━━ PROVIDED TEXT ━━

I am sorry, but what you call assumptive is not either assumptive or
reasoning but a description of historical definitions based on several years
of reading--far too much to summarize here. Also, what is described in
"Hysteria" is in fact a description that would fit then current views of one
manifestation of "hysteria." I will have to refer you to an article I am doing
when it comes out. I have traced Eliot's own reading on the subject also
from at least graduate school through his writings. I am not making
absurd off-the-cuff comments. It was a great deal of pre-Freudian
Freud was not the dominant figure up until 1920 that he now seems to be.
He was in fact one of three key theorists of hysteria according to a major
medical journal in 1910. The others were Janet and Babinski. It was not
Freud who mainly figures in Eliot's own comments. But if I keep up this
line I will not need to write the article. I have given this much of it as a
paper however. I would note that in some writing at the time
"uncontrollable laughter" was a "hysterical" symptom, but the man in
"Hysteria" could also be described as an "hysteric." I don't care if you
agree or not, but I am not speculating or writing from a lack of reading. It
would clearly have been foolish to make such comments just on a wild
reading of the poems. Simply informing me I am wrong implies I have not
done the work, and I have.
Date sent: Sun, 29 Sep 2002 12:59:00 +0100
Send reply to: "T. S. Eliot Discussion forum." <[log in to unmask]>
From: Jennifer Formichelli <[log in to unmask]>
Subject: Re: Using biography/Reply to Nancy
To: [log in to unmask]
I have to take direct issue with this. Two points. First. You write:
it matters first because it is a directly biographical line that he put in
> the poem despite his claim that poetry was not about the person.
Whether or not this is a 'directly biographical line' (which, since it
doesn't mention TSE's particular circumstances it does not seem to me to
be, and were one to take it as such than each and every name of a place
which TSE or anyone who knew him had visited/lived/ate lunch/used the
loo/flossed teeth in must be taken as an example of same), it does not
therefore justify the notion that the poetry is 'about the person'. It may
indeed be, as I think TWL is, about the world about the person. If you see
Second. Your comment: "I do not think it accidental that so
> many poems include hysteria, not least "Hysteria." But epilepsy was
> classed as hysteria in psychology at the time, so in "Sweeney Erect" the
> worry about hysteria in the house is a literal comment on the epileptic
> on the bed."
This is not solid reasoning; it is assumptive. First of all, no poem can
of course include the medical definition of 'hysteria' unless it describe
that condition, which *none* of TSE's poems do. The hysteria in 'Hysteria'
is of course not the *medical* condition, but rather a secondary meaning,
of 'intense laughter or sadness' (quite a lot of which goes in Byron's Don
Juan). Secondly, you write "epilepsy was > classed as hysteria in
psychology at the time", which is simply not true.Freud is I assume one of
the major writers and thinkers on 'hysteria' (though certainly not its
inventor, as the OED, and in fact King Lear bear out), and he does not
conflate the condition with epilepsy. Nor does Dostoevsky (who,
incidentally, also informs us in his novels that it was well known at the
time that smoking resulted in illness, regardless of what tobacco
companies say). Nor does Eliot, in speaking of Dostoevsky in 1923, where
he distinguishes the conditions (as does Shakespeare, when he writes of
the 'falling sickness' which afflicts Caesar and Othello, and whose
medical history predates hysteria, I believe).
They are particularly and purposefully not quite connected in 'Sweeney
Erect' either. Far from, as you write, "a literal comment on the epileptic
on > the bed.", we have no evidence whatever to prove that 'the epileptic'
is hysterical. The poem says 'Curves backward, clutching at her sides'.
And the fears about it are a play on what one's predictable responses
might be to a situation ever so slightly shadowy, and suspected by those
suspect. But, since Eliot's poetry is a poetry of responses about
responses, we had better assume nothing.
Given Freud's horrific behaviour in relation to Dora, I shudder to think
what 'an aesthetics of hysteria' might be.

━━━
━━ SUPPLIED INFORMATION ━━

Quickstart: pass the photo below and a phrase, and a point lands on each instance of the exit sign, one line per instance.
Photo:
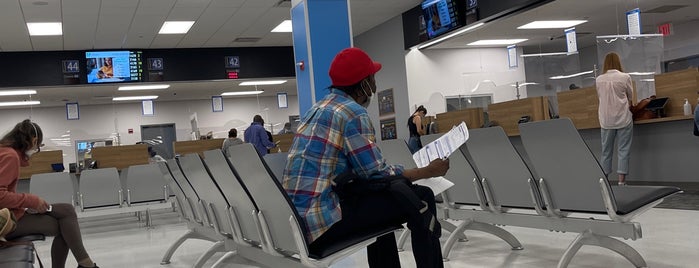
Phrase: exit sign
(665, 29)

━━━

■ WORK TO COMPLETE:
Answer these questions on the forum text:
1. Besides Freud, which two theorists of hysteria does the forum text say a major medical journal named in 1910?
2. From which poem does the forum text quote the words "Curves backward, clutching at her sides"?
3. In what year did Eliot, speaking of Dostoevsky, distinguish the conditions?

■ EXERCISE RESPONSE:
1. Janet and Babinski
2. "Sweeney Erect"
3. 1923